* _Entries drawn from a collection_
•••••

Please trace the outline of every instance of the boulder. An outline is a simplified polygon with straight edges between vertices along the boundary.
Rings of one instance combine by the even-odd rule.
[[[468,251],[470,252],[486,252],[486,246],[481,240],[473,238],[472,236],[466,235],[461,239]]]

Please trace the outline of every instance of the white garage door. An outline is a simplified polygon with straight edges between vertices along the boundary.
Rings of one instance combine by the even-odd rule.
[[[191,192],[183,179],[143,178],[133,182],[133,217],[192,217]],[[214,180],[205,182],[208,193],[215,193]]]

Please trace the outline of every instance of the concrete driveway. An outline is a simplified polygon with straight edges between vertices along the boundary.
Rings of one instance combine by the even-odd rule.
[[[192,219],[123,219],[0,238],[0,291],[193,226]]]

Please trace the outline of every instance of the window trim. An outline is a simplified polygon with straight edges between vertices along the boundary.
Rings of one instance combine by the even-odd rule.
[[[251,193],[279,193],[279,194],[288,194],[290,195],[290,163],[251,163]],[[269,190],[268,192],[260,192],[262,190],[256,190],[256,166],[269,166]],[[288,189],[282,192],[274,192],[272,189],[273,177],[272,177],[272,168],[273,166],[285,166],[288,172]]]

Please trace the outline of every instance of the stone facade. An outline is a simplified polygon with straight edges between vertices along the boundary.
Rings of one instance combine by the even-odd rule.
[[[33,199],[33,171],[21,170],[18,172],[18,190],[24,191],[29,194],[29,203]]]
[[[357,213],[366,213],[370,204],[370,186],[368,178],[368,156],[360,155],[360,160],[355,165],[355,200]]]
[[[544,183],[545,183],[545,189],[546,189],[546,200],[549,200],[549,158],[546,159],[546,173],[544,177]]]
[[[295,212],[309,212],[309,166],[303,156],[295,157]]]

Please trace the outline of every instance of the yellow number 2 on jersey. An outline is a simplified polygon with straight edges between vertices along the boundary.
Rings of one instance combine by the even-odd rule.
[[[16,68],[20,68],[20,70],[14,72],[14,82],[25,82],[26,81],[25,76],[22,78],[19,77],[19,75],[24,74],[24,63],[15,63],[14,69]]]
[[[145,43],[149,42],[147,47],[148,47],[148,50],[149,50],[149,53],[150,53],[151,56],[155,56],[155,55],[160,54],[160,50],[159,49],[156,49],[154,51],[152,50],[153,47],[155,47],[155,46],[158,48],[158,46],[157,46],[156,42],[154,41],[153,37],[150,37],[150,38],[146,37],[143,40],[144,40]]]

•••••

* _The exercise_
Please edit all of the entries above, replacing "simplified polygon" with "reduced polygon" and leaving everything else unchanged.

* _Solved problem_
Please trace the outline of every instance of the boulder. An outline is a reduced polygon with straight edges between vertices along the boundary.
Rings of one instance combine by the even-odd rule.
[[[468,251],[470,252],[486,252],[486,246],[481,240],[473,238],[472,236],[466,235],[461,239]]]

Please trace the outline of every instance of the white garage door. An outline is a reduced polygon with straight edges between vertices along the boundary.
Rings of one instance combine by the even-odd rule.
[[[191,192],[183,179],[143,178],[133,182],[133,217],[192,217]],[[214,180],[205,182],[208,193],[215,193]]]

Please trace the outline of every instance of the concrete driveway. An outline is a reduced polygon with straight edges between vertices along the boundary.
Rings of one instance combine by the even-odd rule.
[[[192,219],[123,219],[0,238],[0,291],[193,226]]]

Please trace the outline of every instance of the window trim. An outline is a reduced polygon with straight edges between vertices along the boundary.
Rings of one instance combine by the even-odd rule.
[[[251,193],[279,193],[279,194],[288,194],[290,195],[290,163],[251,163]],[[269,190],[268,192],[260,192],[262,190],[256,190],[256,166],[269,166]],[[288,189],[282,192],[274,192],[272,189],[273,177],[272,177],[272,168],[273,166],[285,166],[288,172]]]

Please trace the outline of every instance of the stone facade. An outline is a reduced polygon with straight edges between vertices along the boundary.
Rings of one instance combine by the even-odd rule.
[[[33,199],[33,171],[21,170],[18,172],[18,190],[24,191],[29,194],[29,203]]]
[[[357,213],[366,213],[370,204],[370,186],[368,178],[368,156],[360,155],[360,160],[355,165],[355,200]]]
[[[544,183],[545,183],[545,189],[546,189],[546,200],[549,200],[549,158],[546,159],[546,173],[544,177]]]
[[[295,212],[309,212],[309,166],[303,156],[295,157]]]

Please trace the outline of every instance of the yellow number 2 on jersey. An outline is a reduced polygon with straight edges between vertices along the boundary.
Rings of one instance combine by the even-odd rule.
[[[16,68],[20,68],[20,70],[14,72],[14,82],[25,82],[26,81],[25,76],[22,78],[19,77],[19,75],[24,74],[24,63],[15,63],[14,69]]]
[[[145,43],[149,42],[147,47],[148,47],[148,50],[149,50],[149,53],[150,53],[151,56],[155,56],[155,55],[160,54],[160,50],[159,49],[156,49],[154,51],[152,50],[153,47],[155,47],[155,46],[158,48],[158,46],[157,46],[156,42],[154,41],[153,37],[150,37],[150,38],[146,37],[143,40],[144,40]]]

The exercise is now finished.